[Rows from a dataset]
|---|

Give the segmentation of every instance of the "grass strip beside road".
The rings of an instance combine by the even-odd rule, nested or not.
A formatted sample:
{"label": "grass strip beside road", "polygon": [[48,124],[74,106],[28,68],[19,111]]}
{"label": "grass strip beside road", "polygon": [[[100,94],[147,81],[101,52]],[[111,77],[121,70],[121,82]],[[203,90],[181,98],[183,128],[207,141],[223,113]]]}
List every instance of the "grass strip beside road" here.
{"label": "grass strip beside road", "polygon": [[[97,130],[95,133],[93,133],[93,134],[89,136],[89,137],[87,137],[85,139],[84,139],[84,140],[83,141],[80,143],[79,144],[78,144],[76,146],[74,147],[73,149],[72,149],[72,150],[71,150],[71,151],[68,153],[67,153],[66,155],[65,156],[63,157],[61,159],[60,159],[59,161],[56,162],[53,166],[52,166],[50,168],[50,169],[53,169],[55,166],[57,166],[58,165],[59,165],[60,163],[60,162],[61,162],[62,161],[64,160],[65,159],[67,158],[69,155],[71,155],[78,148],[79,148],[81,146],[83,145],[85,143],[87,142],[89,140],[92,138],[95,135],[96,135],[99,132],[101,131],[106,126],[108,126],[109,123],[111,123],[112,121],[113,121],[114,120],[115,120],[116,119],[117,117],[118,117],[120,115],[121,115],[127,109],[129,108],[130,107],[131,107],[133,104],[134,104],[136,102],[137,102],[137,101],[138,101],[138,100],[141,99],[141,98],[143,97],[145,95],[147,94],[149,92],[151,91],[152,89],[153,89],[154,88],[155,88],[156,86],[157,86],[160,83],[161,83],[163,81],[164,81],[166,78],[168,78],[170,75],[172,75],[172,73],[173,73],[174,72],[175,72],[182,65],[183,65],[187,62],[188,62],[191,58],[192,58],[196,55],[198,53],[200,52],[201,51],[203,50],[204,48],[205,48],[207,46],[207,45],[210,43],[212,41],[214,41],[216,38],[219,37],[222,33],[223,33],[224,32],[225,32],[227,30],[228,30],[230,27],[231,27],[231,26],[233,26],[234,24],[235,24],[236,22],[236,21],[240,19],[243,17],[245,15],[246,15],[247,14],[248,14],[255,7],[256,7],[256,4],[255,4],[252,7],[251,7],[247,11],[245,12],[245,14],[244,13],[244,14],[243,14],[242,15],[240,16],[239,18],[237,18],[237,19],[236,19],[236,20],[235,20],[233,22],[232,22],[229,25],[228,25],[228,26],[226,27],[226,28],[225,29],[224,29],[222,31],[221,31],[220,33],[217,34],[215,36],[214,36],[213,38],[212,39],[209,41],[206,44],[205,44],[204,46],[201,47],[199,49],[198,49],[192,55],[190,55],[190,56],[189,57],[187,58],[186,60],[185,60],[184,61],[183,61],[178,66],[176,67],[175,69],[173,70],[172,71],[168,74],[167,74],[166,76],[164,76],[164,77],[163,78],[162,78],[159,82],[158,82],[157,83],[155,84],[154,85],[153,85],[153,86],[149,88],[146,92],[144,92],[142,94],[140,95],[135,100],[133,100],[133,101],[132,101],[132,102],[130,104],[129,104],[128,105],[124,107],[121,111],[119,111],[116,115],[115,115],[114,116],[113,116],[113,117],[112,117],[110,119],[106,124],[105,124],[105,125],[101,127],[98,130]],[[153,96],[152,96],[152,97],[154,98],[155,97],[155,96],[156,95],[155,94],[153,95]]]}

|---|

Copy the records above line for line, without changing anything.

__CORRECT OUTPUT__.
Give the segmentation of every instance of the "grass strip beside road".
The rings of an instance combine by the even-odd rule, nested or not.
A formatted sample:
{"label": "grass strip beside road", "polygon": [[48,124],[74,106],[28,68],[19,111]]}
{"label": "grass strip beside road", "polygon": [[[100,94],[147,81],[101,52]],[[111,77],[121,70],[121,82]],[[203,90],[181,98],[183,128],[207,141],[223,113]]]}
List every instance of the "grass strip beside road" here.
{"label": "grass strip beside road", "polygon": [[[97,130],[95,133],[93,133],[93,134],[89,136],[89,137],[87,137],[85,139],[84,139],[84,140],[83,141],[80,143],[79,144],[78,144],[76,146],[74,147],[73,149],[72,149],[72,150],[71,150],[71,151],[68,153],[67,153],[66,155],[65,156],[63,157],[61,159],[60,159],[59,161],[56,162],[53,166],[52,166],[50,168],[50,169],[53,169],[55,166],[57,166],[58,165],[59,165],[60,163],[60,162],[61,162],[62,161],[64,160],[65,159],[67,158],[69,155],[71,155],[78,148],[79,148],[81,146],[83,145],[85,143],[87,142],[89,140],[92,138],[95,135],[96,135],[99,132],[101,131],[106,126],[108,126],[109,123],[111,123],[112,121],[113,121],[114,120],[115,120],[116,119],[117,117],[118,117],[120,115],[121,115],[127,109],[129,108],[130,107],[131,107],[133,104],[134,104],[136,102],[137,102],[137,101],[138,101],[138,100],[141,99],[141,98],[143,97],[145,95],[147,94],[149,92],[151,91],[152,89],[153,89],[154,88],[155,88],[156,86],[157,86],[160,83],[161,83],[163,81],[164,81],[166,78],[168,78],[170,75],[172,75],[172,73],[173,73],[174,72],[175,72],[182,65],[183,65],[187,62],[188,62],[191,58],[192,58],[196,55],[198,53],[200,52],[201,51],[203,50],[204,48],[205,48],[207,46],[207,45],[210,43],[212,41],[214,41],[216,38],[219,37],[222,33],[223,33],[224,32],[225,32],[227,30],[228,30],[230,27],[231,27],[231,26],[233,26],[234,24],[235,24],[236,22],[236,21],[240,19],[243,17],[245,15],[246,15],[247,14],[248,14],[255,7],[256,7],[256,4],[255,4],[252,7],[251,7],[247,11],[245,12],[245,14],[244,13],[244,14],[243,14],[242,15],[240,16],[239,18],[237,18],[237,19],[236,19],[236,20],[235,20],[233,22],[232,22],[229,25],[228,25],[228,26],[226,27],[226,28],[225,29],[224,29],[222,31],[221,31],[220,33],[217,34],[215,36],[214,36],[213,38],[212,39],[209,41],[206,44],[205,44],[204,46],[201,47],[199,49],[198,49],[192,55],[190,55],[190,56],[189,57],[187,58],[186,60],[185,60],[184,61],[183,61],[178,66],[176,67],[175,69],[173,70],[172,71],[168,74],[167,74],[166,76],[164,76],[164,77],[163,78],[162,78],[159,82],[158,82],[157,83],[155,84],[154,85],[153,85],[153,86],[149,88],[146,92],[144,92],[142,94],[140,95],[135,100],[133,100],[133,101],[132,101],[132,102],[130,104],[129,104],[128,105],[124,107],[121,111],[119,111],[116,115],[115,115],[114,116],[113,116],[113,117],[112,117],[110,119],[106,124],[105,124],[105,125],[101,127],[98,130]],[[153,96],[152,96],[152,97],[154,98],[155,97],[155,96],[156,95],[155,94],[153,95]]]}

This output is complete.